## Selection
>>>

Question

3x^2-2x+4=0
a. a Repeadted Real Solution
b. Two Unrequal Real Solution
c. No Real Solution

Answer 1

ok,we have the formula for this equation:

Answer 2

How do i tell the Difference?

Answer 3

the standard form of these equations is:
\(\sf \Large Ax ^{2} + Bx + C = 0\)

Answer 4

\(\sf \Large x _{1,2} = \frac{ -b \ \pm \ \sqrt{b ^{2}- \ 4ac} }{ 2a }\)

Answer 5

now can you do it yourself?

Answer 6

well i dont need the solution... just to know what they are..

Answer 7

like i know how to solve it no problem.. i dont know the diff between repeated or unequal or no real solution

Answer 8

first find x1 , x2 then i will tell you :)

Answer 9

may i write?

Answer 10

@oscargt1

Answer 11

sure

Answer 12

x1 = 1/3 (1+i sqrt(11)) x2 = 1/3 (1-i sqrt(11))

Answer 13

\(\sf \large x _{1,2} = \frac{ -(-2) \pm \sqrt{44} }{ 6 }\)

Answer 14

ok?

Answer 15

just don't calculate it,because the question wants us another thing ...

Answer 16

-1/6 (-2(+ or -)2 sqrt(11))

Answer 17

no,it's not necessary...when \(\sf \large\sqrt{b ^{2}-4ac}\) is equal to 0 we have one solution so a Repeadted Real Solution is right,but when it's equal to a negative number we don't have any solution so No Real Solution is right,and when it's qual to a positive number,we have two solutions so Two Unrequal Real Solution is right :)

<<<

## Exercise input
>>>

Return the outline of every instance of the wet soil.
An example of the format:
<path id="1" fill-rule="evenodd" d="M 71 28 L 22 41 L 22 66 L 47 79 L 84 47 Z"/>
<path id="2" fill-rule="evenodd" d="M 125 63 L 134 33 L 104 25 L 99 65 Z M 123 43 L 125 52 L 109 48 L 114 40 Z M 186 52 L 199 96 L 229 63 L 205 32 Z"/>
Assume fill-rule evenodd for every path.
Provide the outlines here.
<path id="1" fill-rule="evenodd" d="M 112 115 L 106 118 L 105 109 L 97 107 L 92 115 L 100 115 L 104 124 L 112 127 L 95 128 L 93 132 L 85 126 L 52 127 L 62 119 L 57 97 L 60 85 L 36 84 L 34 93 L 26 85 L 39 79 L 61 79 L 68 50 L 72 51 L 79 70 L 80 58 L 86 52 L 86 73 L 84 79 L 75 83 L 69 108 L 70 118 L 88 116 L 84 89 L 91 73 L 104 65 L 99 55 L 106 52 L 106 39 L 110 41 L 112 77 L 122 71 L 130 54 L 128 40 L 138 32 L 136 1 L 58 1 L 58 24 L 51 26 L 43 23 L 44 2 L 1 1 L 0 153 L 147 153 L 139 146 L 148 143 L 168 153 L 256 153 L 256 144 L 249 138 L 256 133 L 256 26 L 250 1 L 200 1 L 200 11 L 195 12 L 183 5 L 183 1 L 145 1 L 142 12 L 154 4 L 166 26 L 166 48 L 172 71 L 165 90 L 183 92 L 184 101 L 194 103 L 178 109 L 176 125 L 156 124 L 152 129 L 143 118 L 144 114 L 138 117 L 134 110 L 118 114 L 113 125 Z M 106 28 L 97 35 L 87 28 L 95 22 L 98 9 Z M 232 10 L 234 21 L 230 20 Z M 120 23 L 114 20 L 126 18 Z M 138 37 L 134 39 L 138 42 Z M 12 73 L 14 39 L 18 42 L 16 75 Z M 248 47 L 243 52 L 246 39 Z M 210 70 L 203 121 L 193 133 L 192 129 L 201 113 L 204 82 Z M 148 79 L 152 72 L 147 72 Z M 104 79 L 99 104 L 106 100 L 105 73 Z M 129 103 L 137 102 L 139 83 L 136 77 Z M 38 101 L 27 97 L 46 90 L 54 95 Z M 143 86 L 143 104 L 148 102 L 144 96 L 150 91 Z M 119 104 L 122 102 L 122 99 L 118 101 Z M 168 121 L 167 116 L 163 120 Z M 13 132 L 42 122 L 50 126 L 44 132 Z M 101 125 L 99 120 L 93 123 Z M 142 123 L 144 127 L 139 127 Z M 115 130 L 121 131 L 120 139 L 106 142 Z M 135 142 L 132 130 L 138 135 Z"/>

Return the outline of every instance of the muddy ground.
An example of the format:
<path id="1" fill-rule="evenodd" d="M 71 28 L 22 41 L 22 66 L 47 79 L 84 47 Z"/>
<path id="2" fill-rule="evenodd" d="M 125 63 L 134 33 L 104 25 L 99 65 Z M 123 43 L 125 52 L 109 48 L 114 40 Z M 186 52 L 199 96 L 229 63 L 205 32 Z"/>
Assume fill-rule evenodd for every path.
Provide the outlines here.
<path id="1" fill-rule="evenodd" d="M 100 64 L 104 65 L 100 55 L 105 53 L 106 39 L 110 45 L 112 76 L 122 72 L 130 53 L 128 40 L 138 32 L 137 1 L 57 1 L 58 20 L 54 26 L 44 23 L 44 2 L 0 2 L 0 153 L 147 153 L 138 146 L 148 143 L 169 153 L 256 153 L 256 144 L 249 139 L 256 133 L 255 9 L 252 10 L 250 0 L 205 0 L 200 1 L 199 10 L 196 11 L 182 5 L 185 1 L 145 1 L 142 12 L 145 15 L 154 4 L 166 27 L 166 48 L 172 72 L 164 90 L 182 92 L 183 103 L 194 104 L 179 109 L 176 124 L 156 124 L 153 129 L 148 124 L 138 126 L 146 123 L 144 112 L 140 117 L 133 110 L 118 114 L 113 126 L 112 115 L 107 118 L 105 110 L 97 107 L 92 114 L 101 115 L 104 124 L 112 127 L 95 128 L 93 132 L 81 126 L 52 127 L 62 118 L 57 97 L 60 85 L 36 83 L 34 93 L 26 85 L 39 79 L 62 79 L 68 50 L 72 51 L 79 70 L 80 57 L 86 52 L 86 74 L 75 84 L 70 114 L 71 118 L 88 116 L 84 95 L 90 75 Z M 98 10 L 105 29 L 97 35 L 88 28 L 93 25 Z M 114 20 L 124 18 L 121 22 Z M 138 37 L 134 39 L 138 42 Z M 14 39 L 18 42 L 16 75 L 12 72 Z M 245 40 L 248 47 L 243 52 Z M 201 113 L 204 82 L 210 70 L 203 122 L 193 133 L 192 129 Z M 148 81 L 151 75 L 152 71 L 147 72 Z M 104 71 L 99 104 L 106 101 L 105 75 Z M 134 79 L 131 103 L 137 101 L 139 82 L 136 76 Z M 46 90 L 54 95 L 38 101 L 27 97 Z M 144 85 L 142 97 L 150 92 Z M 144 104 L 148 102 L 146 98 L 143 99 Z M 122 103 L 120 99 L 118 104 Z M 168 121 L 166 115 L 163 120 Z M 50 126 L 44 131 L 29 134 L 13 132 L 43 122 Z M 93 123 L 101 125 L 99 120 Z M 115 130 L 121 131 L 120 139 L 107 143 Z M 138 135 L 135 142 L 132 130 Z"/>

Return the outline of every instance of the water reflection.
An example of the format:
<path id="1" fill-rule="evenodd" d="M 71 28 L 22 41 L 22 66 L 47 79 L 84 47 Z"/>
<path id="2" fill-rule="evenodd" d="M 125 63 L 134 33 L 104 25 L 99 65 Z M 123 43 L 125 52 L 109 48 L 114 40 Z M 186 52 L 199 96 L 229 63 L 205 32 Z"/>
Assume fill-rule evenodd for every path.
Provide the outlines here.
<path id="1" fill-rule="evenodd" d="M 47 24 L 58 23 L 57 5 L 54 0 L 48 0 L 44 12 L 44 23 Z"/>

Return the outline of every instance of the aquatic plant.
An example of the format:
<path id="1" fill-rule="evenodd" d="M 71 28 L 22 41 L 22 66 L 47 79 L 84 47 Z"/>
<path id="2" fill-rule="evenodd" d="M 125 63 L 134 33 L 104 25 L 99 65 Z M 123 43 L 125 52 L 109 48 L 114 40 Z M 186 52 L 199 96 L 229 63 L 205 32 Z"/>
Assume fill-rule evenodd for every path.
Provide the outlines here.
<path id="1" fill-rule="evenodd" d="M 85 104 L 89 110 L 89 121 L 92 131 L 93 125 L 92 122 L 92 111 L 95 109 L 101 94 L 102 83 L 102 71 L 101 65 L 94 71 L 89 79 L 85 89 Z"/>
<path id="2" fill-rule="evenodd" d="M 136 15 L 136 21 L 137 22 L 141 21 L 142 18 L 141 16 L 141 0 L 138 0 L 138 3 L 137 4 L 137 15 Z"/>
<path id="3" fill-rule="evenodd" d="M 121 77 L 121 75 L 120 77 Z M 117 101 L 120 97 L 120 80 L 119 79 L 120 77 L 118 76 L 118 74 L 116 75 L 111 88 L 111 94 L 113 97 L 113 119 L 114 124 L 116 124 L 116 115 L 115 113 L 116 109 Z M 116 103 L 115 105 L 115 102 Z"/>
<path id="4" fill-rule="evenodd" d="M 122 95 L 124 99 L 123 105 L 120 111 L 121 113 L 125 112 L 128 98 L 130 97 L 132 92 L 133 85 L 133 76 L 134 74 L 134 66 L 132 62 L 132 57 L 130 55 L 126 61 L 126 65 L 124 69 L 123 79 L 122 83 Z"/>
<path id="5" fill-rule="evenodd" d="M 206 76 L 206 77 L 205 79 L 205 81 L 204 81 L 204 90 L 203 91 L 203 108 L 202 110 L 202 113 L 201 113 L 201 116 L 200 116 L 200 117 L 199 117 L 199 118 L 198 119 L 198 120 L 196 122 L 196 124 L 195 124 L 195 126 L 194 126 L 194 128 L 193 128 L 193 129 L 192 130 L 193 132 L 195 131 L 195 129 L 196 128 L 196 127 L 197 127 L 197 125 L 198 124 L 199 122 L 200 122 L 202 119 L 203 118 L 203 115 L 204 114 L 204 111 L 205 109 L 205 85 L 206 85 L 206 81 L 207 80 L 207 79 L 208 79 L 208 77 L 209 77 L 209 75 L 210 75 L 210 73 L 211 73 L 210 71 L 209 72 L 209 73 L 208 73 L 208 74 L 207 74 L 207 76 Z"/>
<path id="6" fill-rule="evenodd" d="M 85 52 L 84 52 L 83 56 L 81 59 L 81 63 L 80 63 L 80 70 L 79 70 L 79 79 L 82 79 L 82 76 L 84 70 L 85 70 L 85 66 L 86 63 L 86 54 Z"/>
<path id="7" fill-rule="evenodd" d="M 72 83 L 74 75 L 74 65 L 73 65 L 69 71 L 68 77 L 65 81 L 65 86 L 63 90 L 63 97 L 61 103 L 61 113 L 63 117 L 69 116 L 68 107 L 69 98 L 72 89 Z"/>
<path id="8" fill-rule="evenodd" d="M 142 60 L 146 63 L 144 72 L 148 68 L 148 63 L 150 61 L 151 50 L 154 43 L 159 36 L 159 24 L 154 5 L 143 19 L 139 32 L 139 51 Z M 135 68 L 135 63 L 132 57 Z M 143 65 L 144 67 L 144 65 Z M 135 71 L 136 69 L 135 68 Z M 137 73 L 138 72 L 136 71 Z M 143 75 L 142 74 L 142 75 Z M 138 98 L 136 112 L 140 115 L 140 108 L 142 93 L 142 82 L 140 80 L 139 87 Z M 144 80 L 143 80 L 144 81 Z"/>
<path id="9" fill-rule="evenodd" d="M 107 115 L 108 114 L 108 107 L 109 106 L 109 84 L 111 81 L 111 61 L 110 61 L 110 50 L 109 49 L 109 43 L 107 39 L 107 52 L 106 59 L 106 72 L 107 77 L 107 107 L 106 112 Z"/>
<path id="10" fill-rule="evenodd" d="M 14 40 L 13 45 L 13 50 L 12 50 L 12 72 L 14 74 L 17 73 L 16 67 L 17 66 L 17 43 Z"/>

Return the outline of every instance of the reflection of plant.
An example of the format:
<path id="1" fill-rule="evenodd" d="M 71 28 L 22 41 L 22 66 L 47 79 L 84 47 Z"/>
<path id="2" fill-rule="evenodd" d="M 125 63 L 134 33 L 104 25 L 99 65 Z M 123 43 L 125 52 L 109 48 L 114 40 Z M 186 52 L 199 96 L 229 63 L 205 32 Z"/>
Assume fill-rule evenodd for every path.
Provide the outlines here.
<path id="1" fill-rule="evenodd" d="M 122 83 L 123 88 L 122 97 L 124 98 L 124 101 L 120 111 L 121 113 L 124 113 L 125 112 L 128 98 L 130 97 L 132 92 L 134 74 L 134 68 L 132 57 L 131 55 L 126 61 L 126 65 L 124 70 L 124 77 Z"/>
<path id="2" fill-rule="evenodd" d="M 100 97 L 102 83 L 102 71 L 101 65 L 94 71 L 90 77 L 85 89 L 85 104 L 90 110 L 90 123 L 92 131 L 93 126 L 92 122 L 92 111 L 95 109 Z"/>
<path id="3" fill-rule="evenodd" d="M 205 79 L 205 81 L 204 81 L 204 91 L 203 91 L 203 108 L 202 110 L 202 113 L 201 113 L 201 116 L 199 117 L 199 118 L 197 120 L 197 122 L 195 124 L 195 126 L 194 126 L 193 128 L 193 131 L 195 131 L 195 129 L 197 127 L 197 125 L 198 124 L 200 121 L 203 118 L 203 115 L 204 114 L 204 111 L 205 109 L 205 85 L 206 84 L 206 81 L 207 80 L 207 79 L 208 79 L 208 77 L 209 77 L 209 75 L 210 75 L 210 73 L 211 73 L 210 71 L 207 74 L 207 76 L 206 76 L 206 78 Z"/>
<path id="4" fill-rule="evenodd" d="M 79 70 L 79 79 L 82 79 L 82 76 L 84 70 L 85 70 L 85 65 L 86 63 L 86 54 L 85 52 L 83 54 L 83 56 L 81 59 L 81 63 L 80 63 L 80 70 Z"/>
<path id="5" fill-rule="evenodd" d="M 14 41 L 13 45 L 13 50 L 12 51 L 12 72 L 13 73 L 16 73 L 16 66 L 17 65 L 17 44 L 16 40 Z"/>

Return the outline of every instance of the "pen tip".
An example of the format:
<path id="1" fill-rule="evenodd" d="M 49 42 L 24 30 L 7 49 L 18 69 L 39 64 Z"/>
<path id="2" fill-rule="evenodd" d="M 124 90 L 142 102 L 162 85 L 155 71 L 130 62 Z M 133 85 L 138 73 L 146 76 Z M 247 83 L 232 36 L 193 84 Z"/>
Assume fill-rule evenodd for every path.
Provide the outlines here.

<<<

## Exercises
1. Answer these questions about the thread on the quadratic equation:
(a) Which equation does the original question give?
(b) Which user does Answer 10 address?
(c) According to Answer 17, how many solutions are there when the square root expression equals a positive number?
2. In the records, edit the lines from the one containing "Return the outline of every instance of the muddy" through the one containing "100 64 L 104", inclusive, by changing "muddy ground" to "waterlogged ground". Give back only those lines, otherwise unchanged.
The records have nothing to do with the thread on the quadratic equation.

## Outputs
1.
(a) 3x^2-2x+4=0
(b) oscargt1
(c) Two solutions

2.
Return the outline of every instance of the waterlogged ground.
An example of the format:
<path id="1" fill-rule="evenodd" d="M 71 28 L 22 41 L 22 66 L 47 79 L 84 47 Z"/>
<path id="2" fill-rule="evenodd" d="M 125 63 L 134 33 L 104 25 L 99 65 Z M 123 43 L 125 52 L 109 48 L 114 40 Z M 186 52 L 199 96 L 229 63 L 205 32 Z"/>
Assume fill-rule evenodd for every path.
Provide the outlines here.
<path id="1" fill-rule="evenodd" d="M 100 64 L 104 65 L 100 55 L 105 53 L 106 39 L 110 45 L 112 76 L 122 72 L 130 53 L 128 40 L 138 32 L 137 1 L 57 1 L 58 20 L 54 26 L 44 23 L 44 2 L 0 2 L 0 153 L 147 153 L 138 146 L 148 143 L 169 153 L 256 153 L 256 144 L 249 139 L 256 133 L 255 9 L 252 10 L 250 0 L 205 0 L 200 1 L 199 10 L 196 11 L 182 5 L 185 1 L 145 1 L 142 12 L 145 15 L 154 4 L 166 27 L 166 48 L 172 72 L 164 90 L 182 92 L 183 103 L 194 104 L 179 109 L 176 124 L 156 124 L 153 129 L 148 124 L 138 126 L 146 123 L 144 112 L 140 117 L 133 110 L 118 114 L 113 126 L 112 115 L 107 118 L 105 110 L 97 107 L 92 114 L 101 115 L 104 124 L 112 127 L 95 128 L 93 132 L 81 126 L 52 127 L 62 118 L 57 97 L 60 85 L 36 83 L 34 93 L 26 85 L 39 79 L 62 79 L 68 50 L 72 51 L 79 70 L 80 57 L 86 52 L 86 74 L 75 84 L 70 114 L 71 118 L 88 116 L 84 95 L 90 75 Z M 98 10 L 105 29 L 97 35 L 88 28 L 93 25 Z M 114 20 L 124 18 L 121 22 Z M 138 37 L 134 39 L 138 42 Z M 14 39 L 18 42 L 16 75 L 12 72 Z M 245 40 L 248 47 L 243 52 Z M 201 113 L 204 82 L 210 70 L 203 122 L 193 133 L 192 129 Z M 148 81 L 151 75 L 152 71 L 147 72 Z M 104 71 L 99 104 L 106 101 L 105 75 Z M 134 79 L 131 103 L 137 101 L 139 82 L 136 76 Z M 46 90 L 54 95 L 38 101 L 27 97 Z M 144 85 L 142 97 L 150 92 Z M 144 104 L 148 102 L 146 98 L 143 99 Z M 122 103 L 120 99 L 118 104 Z M 168 121 L 166 115 L 163 120 Z M 50 126 L 44 131 L 29 134 L 13 132 L 43 122 Z M 93 123 L 101 125 L 99 120 Z M 115 130 L 121 131 L 120 139 L 107 143 Z M 138 135 L 135 142 L 132 130 Z"/>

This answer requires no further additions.